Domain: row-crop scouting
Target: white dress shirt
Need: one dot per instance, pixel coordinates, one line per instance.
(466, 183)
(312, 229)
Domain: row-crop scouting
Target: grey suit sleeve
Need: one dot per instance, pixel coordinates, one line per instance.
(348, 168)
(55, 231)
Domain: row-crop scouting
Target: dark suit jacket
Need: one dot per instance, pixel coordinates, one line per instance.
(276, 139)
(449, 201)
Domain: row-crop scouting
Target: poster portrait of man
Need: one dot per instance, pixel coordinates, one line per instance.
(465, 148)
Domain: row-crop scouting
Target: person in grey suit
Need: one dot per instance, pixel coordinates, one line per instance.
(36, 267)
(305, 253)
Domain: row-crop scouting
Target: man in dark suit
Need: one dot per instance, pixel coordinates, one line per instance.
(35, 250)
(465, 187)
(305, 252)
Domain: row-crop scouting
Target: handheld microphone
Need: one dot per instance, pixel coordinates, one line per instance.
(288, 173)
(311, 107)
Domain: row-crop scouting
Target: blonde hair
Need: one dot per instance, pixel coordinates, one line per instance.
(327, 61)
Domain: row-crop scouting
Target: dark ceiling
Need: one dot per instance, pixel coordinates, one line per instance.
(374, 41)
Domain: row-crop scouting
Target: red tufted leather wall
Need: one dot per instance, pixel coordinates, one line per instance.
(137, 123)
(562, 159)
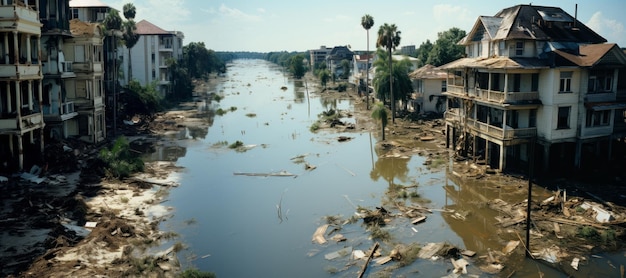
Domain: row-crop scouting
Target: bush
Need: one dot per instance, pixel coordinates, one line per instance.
(119, 160)
(195, 273)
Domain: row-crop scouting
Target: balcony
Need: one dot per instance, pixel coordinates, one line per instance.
(20, 71)
(498, 133)
(20, 18)
(492, 95)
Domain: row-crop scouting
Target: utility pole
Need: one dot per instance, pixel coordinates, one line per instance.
(531, 168)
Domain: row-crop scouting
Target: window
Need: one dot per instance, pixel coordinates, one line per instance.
(534, 83)
(563, 118)
(597, 118)
(519, 48)
(565, 84)
(600, 81)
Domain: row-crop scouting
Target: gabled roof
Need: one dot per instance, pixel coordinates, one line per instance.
(595, 54)
(498, 62)
(528, 22)
(88, 4)
(144, 27)
(428, 72)
(84, 29)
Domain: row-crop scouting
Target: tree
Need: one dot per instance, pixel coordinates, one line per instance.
(389, 38)
(324, 76)
(402, 85)
(423, 52)
(367, 21)
(130, 34)
(345, 69)
(380, 113)
(446, 49)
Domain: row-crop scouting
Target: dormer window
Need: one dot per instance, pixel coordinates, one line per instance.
(519, 48)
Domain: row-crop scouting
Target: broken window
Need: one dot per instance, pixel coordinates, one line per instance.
(565, 83)
(563, 117)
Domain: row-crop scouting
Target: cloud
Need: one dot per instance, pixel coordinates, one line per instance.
(609, 28)
(237, 14)
(447, 12)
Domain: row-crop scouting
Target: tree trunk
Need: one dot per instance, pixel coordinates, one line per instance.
(393, 104)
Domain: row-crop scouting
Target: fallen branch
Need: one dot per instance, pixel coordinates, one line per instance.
(369, 258)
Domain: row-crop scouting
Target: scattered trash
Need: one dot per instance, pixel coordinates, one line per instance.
(574, 263)
(339, 253)
(318, 236)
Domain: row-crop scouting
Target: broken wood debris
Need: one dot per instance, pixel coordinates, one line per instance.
(318, 236)
(271, 174)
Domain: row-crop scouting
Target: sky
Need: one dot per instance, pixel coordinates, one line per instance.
(288, 25)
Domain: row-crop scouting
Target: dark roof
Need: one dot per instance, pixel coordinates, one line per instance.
(499, 62)
(428, 72)
(144, 27)
(608, 54)
(528, 22)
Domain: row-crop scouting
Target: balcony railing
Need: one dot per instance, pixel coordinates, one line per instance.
(66, 66)
(506, 133)
(67, 108)
(492, 95)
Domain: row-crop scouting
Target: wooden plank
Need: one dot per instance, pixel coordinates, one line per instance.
(318, 236)
(418, 219)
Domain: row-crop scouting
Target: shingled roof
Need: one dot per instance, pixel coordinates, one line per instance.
(528, 22)
(144, 27)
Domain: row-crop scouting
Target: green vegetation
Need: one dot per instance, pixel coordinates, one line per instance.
(380, 113)
(235, 145)
(389, 38)
(314, 127)
(119, 160)
(291, 61)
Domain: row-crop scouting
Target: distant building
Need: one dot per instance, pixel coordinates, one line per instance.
(429, 83)
(21, 112)
(536, 78)
(408, 50)
(149, 56)
(318, 55)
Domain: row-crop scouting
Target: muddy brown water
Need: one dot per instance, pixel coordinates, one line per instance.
(261, 226)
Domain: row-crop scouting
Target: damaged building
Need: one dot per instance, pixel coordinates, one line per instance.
(535, 78)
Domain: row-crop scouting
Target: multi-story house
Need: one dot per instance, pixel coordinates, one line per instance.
(89, 10)
(86, 91)
(318, 55)
(534, 78)
(21, 116)
(429, 84)
(151, 53)
(93, 11)
(58, 107)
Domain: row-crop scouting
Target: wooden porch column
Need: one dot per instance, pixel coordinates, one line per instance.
(16, 49)
(6, 48)
(30, 95)
(546, 158)
(577, 154)
(502, 157)
(28, 50)
(21, 152)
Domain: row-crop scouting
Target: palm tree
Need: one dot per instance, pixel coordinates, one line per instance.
(380, 113)
(389, 38)
(367, 21)
(130, 35)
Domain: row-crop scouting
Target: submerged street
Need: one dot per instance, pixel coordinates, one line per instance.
(253, 210)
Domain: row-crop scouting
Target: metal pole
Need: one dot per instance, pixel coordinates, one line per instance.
(531, 166)
(114, 86)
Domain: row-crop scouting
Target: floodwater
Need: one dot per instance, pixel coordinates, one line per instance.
(261, 226)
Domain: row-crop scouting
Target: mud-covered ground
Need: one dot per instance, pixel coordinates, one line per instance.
(43, 231)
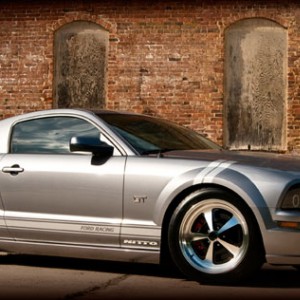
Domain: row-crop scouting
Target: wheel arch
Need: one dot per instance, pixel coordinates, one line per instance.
(177, 200)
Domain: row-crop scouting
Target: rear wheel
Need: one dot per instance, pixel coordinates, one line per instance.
(213, 237)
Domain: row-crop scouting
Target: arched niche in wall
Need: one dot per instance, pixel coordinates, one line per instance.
(80, 52)
(255, 85)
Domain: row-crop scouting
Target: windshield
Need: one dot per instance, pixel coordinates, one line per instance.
(152, 135)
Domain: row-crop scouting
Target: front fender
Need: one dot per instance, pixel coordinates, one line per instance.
(222, 176)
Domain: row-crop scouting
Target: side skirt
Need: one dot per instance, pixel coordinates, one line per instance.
(82, 251)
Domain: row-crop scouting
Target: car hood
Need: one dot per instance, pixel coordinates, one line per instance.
(278, 161)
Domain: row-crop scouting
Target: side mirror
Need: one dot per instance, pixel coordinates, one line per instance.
(100, 150)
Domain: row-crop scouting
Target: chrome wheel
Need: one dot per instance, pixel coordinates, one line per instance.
(213, 236)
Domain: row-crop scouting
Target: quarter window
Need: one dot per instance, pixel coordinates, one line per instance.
(49, 135)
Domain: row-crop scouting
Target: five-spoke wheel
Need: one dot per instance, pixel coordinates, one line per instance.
(212, 236)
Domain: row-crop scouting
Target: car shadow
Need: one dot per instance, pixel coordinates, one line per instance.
(267, 277)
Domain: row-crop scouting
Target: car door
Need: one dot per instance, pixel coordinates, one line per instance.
(54, 196)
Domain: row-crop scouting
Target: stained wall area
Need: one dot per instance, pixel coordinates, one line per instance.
(255, 85)
(165, 58)
(80, 54)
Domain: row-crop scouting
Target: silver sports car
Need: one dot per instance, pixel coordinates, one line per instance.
(122, 186)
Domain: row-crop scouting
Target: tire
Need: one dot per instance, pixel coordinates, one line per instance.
(213, 238)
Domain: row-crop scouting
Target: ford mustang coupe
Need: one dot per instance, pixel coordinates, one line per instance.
(128, 187)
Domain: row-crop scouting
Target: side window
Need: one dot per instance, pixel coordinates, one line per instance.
(49, 135)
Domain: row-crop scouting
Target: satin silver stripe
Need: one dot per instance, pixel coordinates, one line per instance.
(52, 226)
(141, 231)
(11, 215)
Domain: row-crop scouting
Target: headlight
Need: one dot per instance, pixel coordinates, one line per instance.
(291, 199)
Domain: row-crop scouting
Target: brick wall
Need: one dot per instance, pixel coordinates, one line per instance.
(166, 58)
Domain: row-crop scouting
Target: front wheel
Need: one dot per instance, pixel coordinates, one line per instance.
(213, 237)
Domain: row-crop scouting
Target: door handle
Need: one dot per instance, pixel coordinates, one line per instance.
(13, 170)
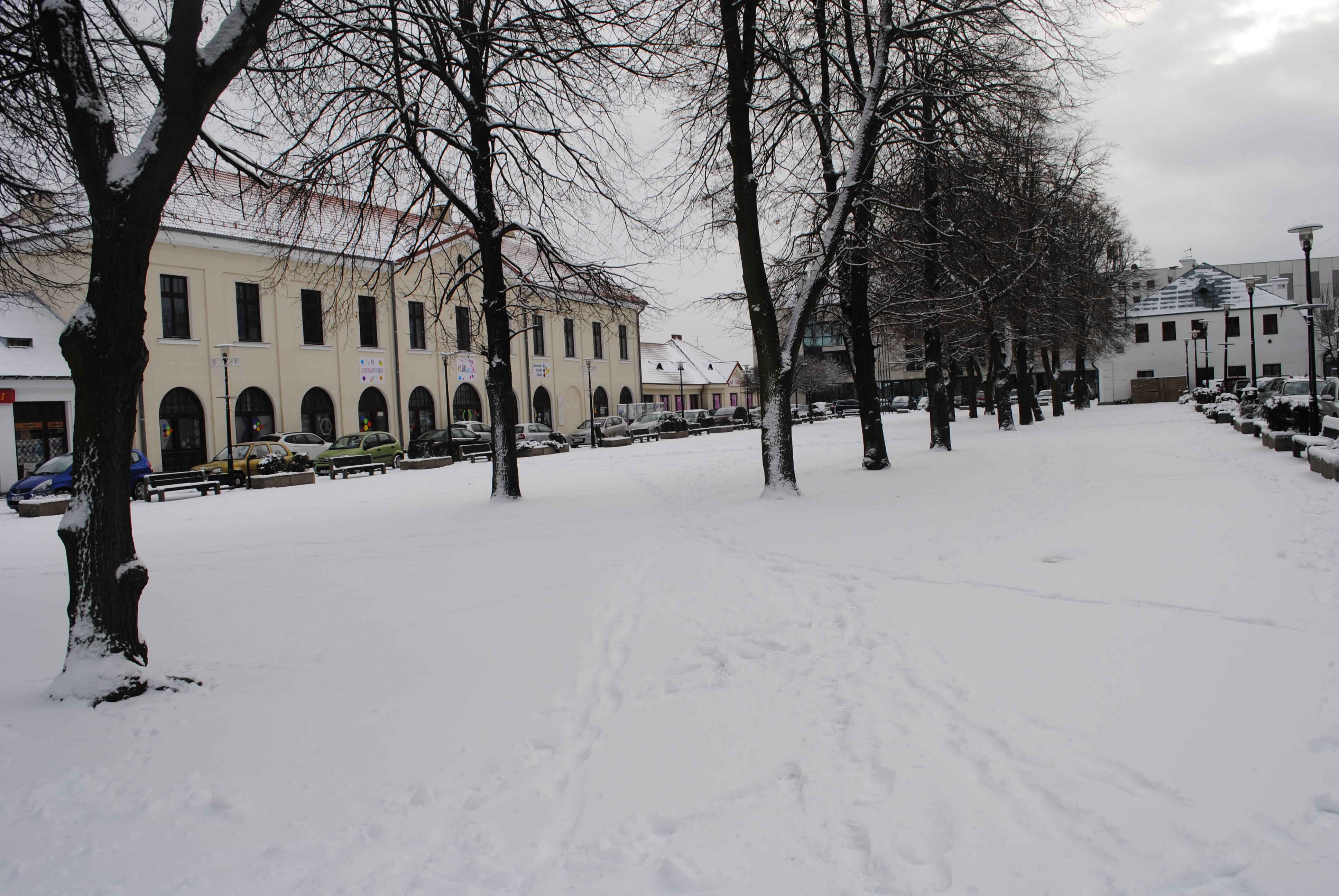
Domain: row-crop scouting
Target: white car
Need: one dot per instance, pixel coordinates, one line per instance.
(307, 444)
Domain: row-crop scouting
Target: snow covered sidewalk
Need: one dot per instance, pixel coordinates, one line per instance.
(1092, 657)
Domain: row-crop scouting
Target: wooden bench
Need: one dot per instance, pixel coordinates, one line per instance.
(347, 464)
(160, 484)
(1329, 437)
(481, 452)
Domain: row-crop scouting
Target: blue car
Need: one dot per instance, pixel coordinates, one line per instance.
(54, 477)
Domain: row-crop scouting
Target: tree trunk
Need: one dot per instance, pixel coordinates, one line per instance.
(105, 349)
(1025, 380)
(936, 389)
(999, 374)
(875, 455)
(971, 386)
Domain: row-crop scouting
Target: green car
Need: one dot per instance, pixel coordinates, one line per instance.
(381, 447)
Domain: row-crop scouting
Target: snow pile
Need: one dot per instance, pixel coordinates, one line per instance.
(1002, 670)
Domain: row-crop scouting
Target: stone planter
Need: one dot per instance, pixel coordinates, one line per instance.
(425, 463)
(1278, 441)
(43, 508)
(283, 480)
(1323, 461)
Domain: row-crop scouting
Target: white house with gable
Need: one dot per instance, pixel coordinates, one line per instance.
(1212, 305)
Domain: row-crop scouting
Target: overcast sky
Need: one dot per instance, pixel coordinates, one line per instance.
(1223, 120)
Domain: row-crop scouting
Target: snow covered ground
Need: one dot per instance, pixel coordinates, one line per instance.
(1092, 657)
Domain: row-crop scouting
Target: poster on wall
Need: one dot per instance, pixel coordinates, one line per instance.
(373, 370)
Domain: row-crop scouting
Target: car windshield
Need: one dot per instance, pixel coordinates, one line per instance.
(58, 464)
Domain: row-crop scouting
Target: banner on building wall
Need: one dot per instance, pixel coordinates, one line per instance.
(373, 370)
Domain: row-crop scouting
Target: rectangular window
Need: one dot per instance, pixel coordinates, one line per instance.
(314, 329)
(418, 335)
(539, 335)
(462, 329)
(367, 322)
(248, 312)
(176, 307)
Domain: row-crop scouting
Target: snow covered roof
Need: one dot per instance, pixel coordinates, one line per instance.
(30, 339)
(1203, 288)
(661, 365)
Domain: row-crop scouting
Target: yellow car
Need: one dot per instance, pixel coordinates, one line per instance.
(247, 457)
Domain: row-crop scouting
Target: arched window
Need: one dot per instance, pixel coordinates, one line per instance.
(181, 430)
(422, 413)
(371, 412)
(543, 408)
(253, 416)
(319, 414)
(467, 405)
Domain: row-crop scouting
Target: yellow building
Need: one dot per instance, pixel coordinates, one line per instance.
(321, 338)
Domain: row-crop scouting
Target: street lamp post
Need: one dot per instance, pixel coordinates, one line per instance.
(225, 362)
(1305, 232)
(1251, 283)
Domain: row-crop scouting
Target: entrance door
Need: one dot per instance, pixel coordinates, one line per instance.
(181, 430)
(39, 433)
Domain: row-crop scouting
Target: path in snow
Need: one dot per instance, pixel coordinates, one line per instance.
(1090, 657)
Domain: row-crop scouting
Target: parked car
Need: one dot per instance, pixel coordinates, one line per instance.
(247, 457)
(606, 427)
(54, 477)
(308, 444)
(381, 447)
(539, 433)
(733, 416)
(648, 424)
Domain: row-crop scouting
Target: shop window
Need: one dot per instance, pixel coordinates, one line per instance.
(367, 322)
(314, 330)
(467, 405)
(371, 412)
(176, 306)
(418, 335)
(253, 416)
(248, 312)
(319, 414)
(422, 412)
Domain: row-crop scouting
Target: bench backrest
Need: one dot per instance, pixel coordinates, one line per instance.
(353, 460)
(155, 480)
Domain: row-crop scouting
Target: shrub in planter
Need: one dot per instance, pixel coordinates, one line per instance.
(674, 424)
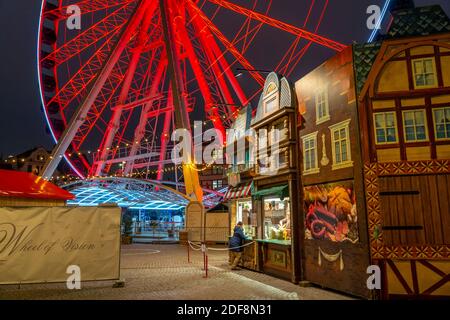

#### [REQUIREMENT]
Scan the entries above and return each line that holds "roof".

#### [SOLUTION BELOW]
Target: gabled roof
Target: dark roof
Target: shingled roof
Target: snow covered roof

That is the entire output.